**Dataset entries:**
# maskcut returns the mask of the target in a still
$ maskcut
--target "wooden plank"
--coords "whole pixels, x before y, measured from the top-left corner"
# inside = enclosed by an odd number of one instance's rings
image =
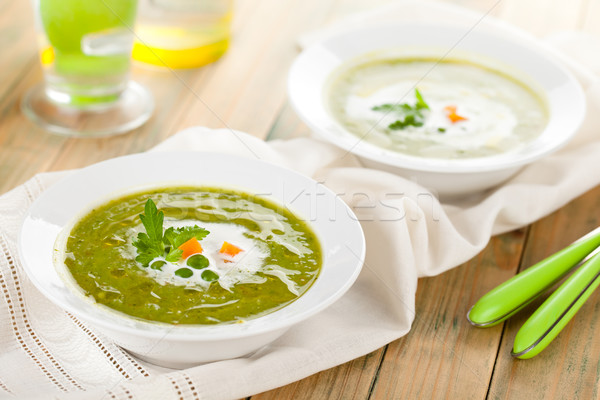
[[[268,392],[252,400],[366,399],[384,349]]]
[[[316,7],[317,3],[319,7]],[[240,3],[234,27],[236,37],[229,52],[219,62],[192,71],[134,68],[134,79],[146,84],[156,99],[157,111],[148,124],[111,138],[66,141],[44,138],[43,142],[50,141],[55,145],[46,148],[43,160],[32,157],[32,162],[28,163],[19,161],[11,156],[14,153],[7,151],[8,158],[0,158],[0,173],[12,171],[15,164],[20,173],[12,174],[14,179],[1,180],[0,189],[7,190],[38,171],[77,168],[146,150],[190,125],[225,125],[266,136],[277,110],[285,101],[287,69],[297,52],[294,40],[303,29],[318,24],[319,18],[327,15],[328,7],[317,0],[292,6],[278,0],[259,4],[257,7],[248,2]],[[265,87],[269,88],[269,96],[262,96]],[[25,89],[9,96],[7,101],[11,106]],[[26,148],[31,137],[23,138],[17,133],[19,125],[27,126],[32,135],[39,135],[39,130],[27,125],[29,122],[23,121],[17,108],[13,111],[14,123],[7,121],[10,129],[5,140],[12,143],[13,149]]]
[[[244,18],[239,19],[241,22],[244,20]],[[13,177],[18,176],[20,179],[2,180],[0,190],[7,190],[22,183],[39,171],[78,168],[107,158],[147,150],[177,131],[174,125],[182,118],[194,99],[193,94],[189,92],[191,82],[210,79],[211,72],[218,67],[219,64],[215,63],[197,70],[178,70],[174,73],[168,69],[135,64],[132,71],[133,79],[148,87],[155,98],[156,110],[150,121],[143,127],[121,136],[67,139],[36,127],[24,119],[18,107],[14,107],[18,103],[18,99],[29,87],[33,86],[34,82],[42,80],[41,73],[39,73],[40,68],[36,65],[35,78],[28,79],[27,85],[19,85],[19,90],[16,90],[13,96],[9,96],[7,100],[10,101],[13,109],[11,117],[15,120],[15,128],[9,125],[7,133],[3,135],[4,139],[8,141],[8,143],[2,143],[3,150],[6,150],[5,153],[9,159],[0,157],[0,173],[4,170],[11,170],[15,166],[21,168],[22,171],[18,175],[12,175]],[[10,123],[10,121],[8,122]],[[19,125],[27,129],[27,132],[30,133],[29,137],[23,137]],[[26,148],[28,143],[32,143],[36,139],[44,149],[42,153],[38,154],[44,154],[44,157],[30,157],[28,162],[24,163],[22,161],[25,161],[25,158],[15,156],[15,148]]]
[[[374,399],[483,399],[494,368],[502,325],[472,327],[469,308],[514,275],[525,230],[492,238],[471,261],[419,281],[411,332],[388,345]]]
[[[216,66],[198,71],[179,71],[179,74],[187,81],[203,79],[214,68]],[[187,88],[168,70],[138,66],[134,68],[134,72],[134,79],[147,86],[154,95],[156,109],[151,119],[125,135],[68,139],[48,167],[50,170],[78,168],[108,158],[145,151],[176,132],[174,125],[185,114],[186,104],[189,103],[173,99],[185,98],[188,102],[191,101]]]
[[[264,138],[286,100],[287,72],[298,52],[295,40],[303,31],[319,26],[331,1],[265,0],[253,4],[255,18],[246,30],[237,32],[235,49],[213,79],[192,86],[200,97],[210,99],[214,113],[196,102],[181,121],[182,127],[222,127],[225,122]]]
[[[29,1],[5,0],[2,4],[0,49],[1,104],[38,60],[33,11]]]
[[[215,64],[188,71],[136,66],[134,79],[152,90],[157,111],[148,124],[123,136],[63,139],[47,134],[26,121],[20,114],[18,101],[29,87],[41,81],[39,66],[36,65],[35,71],[29,73],[24,82],[18,83],[17,90],[9,93],[2,103],[5,107],[4,132],[0,138],[3,146],[0,190],[8,190],[39,171],[77,168],[146,150],[189,125],[235,126],[266,136],[285,99],[287,67],[296,54],[293,41],[304,26],[317,24],[319,13],[325,16],[327,7],[321,5],[317,8],[321,11],[315,13],[311,10],[315,4],[303,2],[296,3],[296,8],[279,1],[265,1],[260,5],[240,3],[234,27],[237,36],[229,53]],[[285,11],[287,20],[274,12],[277,7]],[[274,23],[278,20],[281,21],[279,25]],[[248,43],[260,43],[260,46]],[[256,49],[262,49],[263,53],[257,55]],[[282,52],[286,52],[285,57],[281,56]],[[252,63],[252,68],[247,68]],[[240,86],[244,85],[248,89],[238,95]],[[271,95],[263,98],[261,88],[264,87],[269,88]],[[231,108],[231,105],[235,106]],[[15,151],[27,151],[31,144],[43,151],[27,156]],[[44,156],[40,157],[40,154]]]
[[[600,224],[600,187],[569,203],[531,228],[526,268]],[[510,356],[514,337],[543,301],[511,318],[498,353],[491,391],[500,398],[600,398],[600,291],[596,291],[552,344],[530,360]]]
[[[21,98],[42,80],[37,59],[0,99],[0,193],[50,168],[65,138],[51,135],[23,115]]]

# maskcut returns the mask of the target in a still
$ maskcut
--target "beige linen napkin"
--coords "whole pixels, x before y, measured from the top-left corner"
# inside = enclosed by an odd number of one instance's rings
[[[354,21],[442,17],[472,26],[481,15],[411,1]],[[521,34],[490,23],[489,17],[481,25]],[[560,37],[556,43],[573,55],[585,54],[588,65],[600,65],[589,59],[597,42],[576,36],[575,41]],[[240,398],[341,364],[403,336],[414,318],[418,277],[463,263],[491,235],[528,224],[600,183],[600,83],[584,66],[566,62],[576,70],[589,105],[576,139],[502,187],[454,204],[440,204],[414,182],[362,168],[354,158],[343,157],[343,151],[310,138],[265,143],[240,132],[191,128],[158,146],[155,151],[216,151],[293,168],[339,193],[361,220],[367,259],[355,285],[327,310],[248,357],[182,371],[162,369],[133,359],[93,327],[52,305],[23,273],[16,241],[28,206],[69,172],[41,174],[6,193],[0,197],[0,397]]]

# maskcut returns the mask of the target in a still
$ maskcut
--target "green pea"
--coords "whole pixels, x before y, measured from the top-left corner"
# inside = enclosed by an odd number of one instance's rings
[[[217,279],[219,279],[219,275],[212,272],[211,270],[206,270],[206,271],[202,272],[201,276],[202,276],[202,279],[204,279],[206,282],[212,282],[212,281],[216,281]]]
[[[190,276],[194,275],[194,272],[189,268],[179,268],[177,271],[175,271],[175,275],[182,278],[189,278]]]
[[[165,264],[166,264],[166,262],[164,262],[162,260],[154,261],[152,264],[150,264],[150,268],[162,271],[162,267],[164,267]]]
[[[208,267],[208,258],[204,257],[202,254],[194,254],[187,259],[186,264],[188,267],[203,269]]]

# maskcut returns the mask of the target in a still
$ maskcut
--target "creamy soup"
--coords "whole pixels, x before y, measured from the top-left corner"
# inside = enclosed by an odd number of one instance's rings
[[[515,151],[548,120],[530,88],[460,61],[371,61],[336,74],[327,93],[330,112],[357,140],[420,157]]]
[[[321,268],[306,222],[264,197],[220,188],[110,201],[75,224],[63,251],[74,281],[96,303],[171,324],[273,312],[305,293]]]

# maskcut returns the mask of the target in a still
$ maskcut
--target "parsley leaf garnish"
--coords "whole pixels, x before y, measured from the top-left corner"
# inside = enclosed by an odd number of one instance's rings
[[[177,229],[173,227],[168,228],[165,231],[163,241],[168,244],[170,249],[165,259],[171,262],[179,260],[179,258],[181,258],[181,254],[183,253],[183,250],[179,249],[179,246],[193,237],[198,240],[202,240],[208,234],[209,232],[206,229],[200,228],[198,225],[184,226]]]
[[[165,253],[163,245],[163,220],[165,214],[158,211],[156,204],[151,199],[148,199],[144,206],[144,214],[140,214],[140,219],[146,233],[140,232],[137,235],[137,240],[133,241],[133,245],[137,248],[137,257],[135,260],[147,267],[152,260],[160,257]]]
[[[152,199],[148,199],[144,206],[144,214],[140,214],[146,233],[138,233],[137,240],[133,241],[138,253],[135,260],[144,267],[150,265],[156,257],[165,257],[165,260],[170,262],[179,260],[183,254],[179,246],[193,237],[202,240],[210,233],[194,225],[181,228],[170,227],[163,234],[164,218],[165,214],[158,211]]]
[[[149,239],[153,242],[161,242],[165,213],[158,211],[156,204],[154,204],[152,199],[146,201],[144,213],[146,213],[146,215],[140,214],[140,219],[142,220],[142,224],[144,224],[144,228],[146,228]]]
[[[415,88],[415,97],[417,98],[417,104],[415,104],[415,107],[417,107],[417,110],[421,110],[421,109],[429,110],[429,104],[427,104],[425,102],[425,100],[423,99],[423,96],[421,95],[421,92],[419,92],[419,89],[417,89],[417,88]]]
[[[429,110],[429,105],[423,99],[419,89],[415,89],[415,97],[417,102],[414,105],[408,103],[381,104],[373,107],[372,110],[398,114],[399,118],[388,125],[389,129],[398,130],[407,126],[423,126],[425,123],[423,110]]]

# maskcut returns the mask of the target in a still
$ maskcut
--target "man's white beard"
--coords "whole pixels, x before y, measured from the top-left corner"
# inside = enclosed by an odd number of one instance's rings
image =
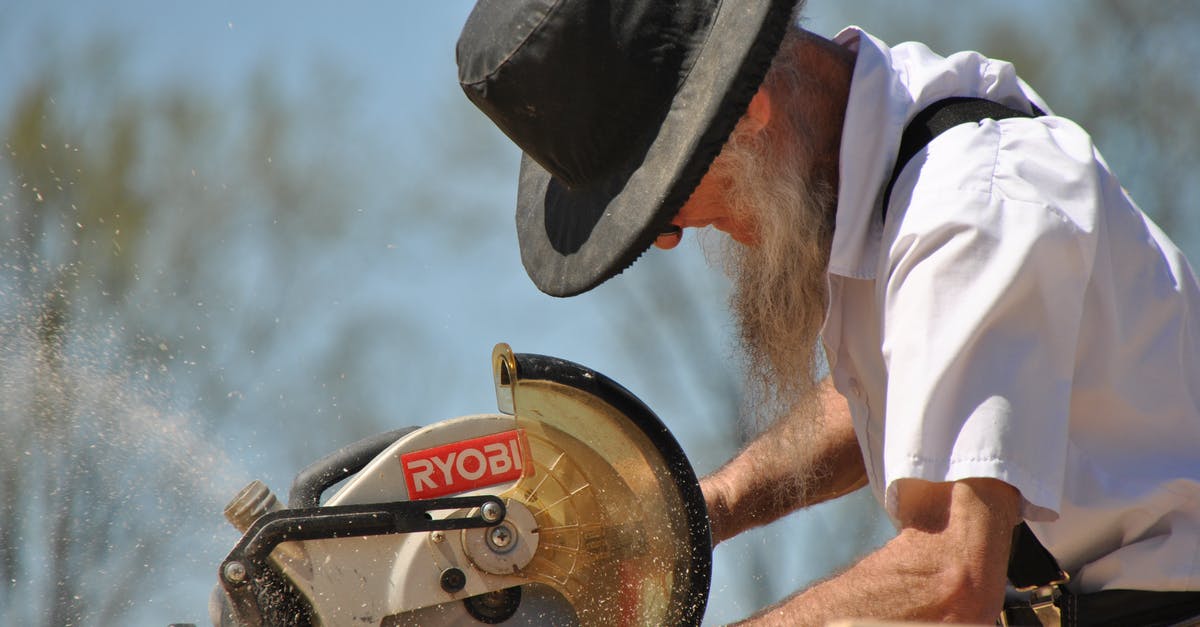
[[[835,195],[810,174],[799,133],[780,119],[761,132],[739,127],[712,166],[725,179],[730,210],[756,225],[755,245],[723,238],[723,259],[746,361],[747,409],[759,428],[783,412],[819,409]]]

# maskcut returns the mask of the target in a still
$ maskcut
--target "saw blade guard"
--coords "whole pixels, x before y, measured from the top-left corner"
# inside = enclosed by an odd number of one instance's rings
[[[678,442],[604,375],[553,357],[492,354],[500,411],[533,463],[500,496],[537,524],[522,575],[562,594],[581,625],[700,623],[712,571],[707,509]]]

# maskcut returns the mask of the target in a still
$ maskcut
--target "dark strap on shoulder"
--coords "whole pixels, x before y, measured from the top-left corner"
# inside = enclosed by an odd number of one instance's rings
[[[933,141],[934,137],[967,122],[1045,115],[1037,105],[1031,106],[1034,115],[983,98],[954,97],[943,98],[922,109],[904,128],[904,135],[900,137],[900,150],[896,153],[896,167],[892,169],[892,176],[888,179],[887,188],[883,192],[882,215],[887,215],[888,202],[892,198],[892,187],[896,184],[896,179],[900,177],[900,172],[914,155]]]
[[[1020,590],[1045,586],[1062,579],[1058,561],[1042,546],[1025,521],[1013,528],[1012,550],[1008,554],[1008,581]]]

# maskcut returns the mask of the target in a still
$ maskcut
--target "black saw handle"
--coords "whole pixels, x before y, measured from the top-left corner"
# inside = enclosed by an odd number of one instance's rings
[[[477,513],[450,518],[431,515],[431,512],[443,510],[474,510]],[[266,623],[258,596],[272,581],[274,570],[267,557],[280,543],[491,527],[504,520],[504,516],[504,501],[490,494],[281,509],[260,516],[250,525],[221,562],[217,579],[229,596],[237,624],[261,627]]]

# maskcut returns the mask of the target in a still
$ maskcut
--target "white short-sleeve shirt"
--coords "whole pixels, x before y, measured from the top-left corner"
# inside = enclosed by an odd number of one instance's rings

**TASK PROMPT:**
Copy out the lines above that hold the string "white".

**RESULT OF THE EXERCISE:**
--target "man's white beard"
--target "white short-sleeve shirt"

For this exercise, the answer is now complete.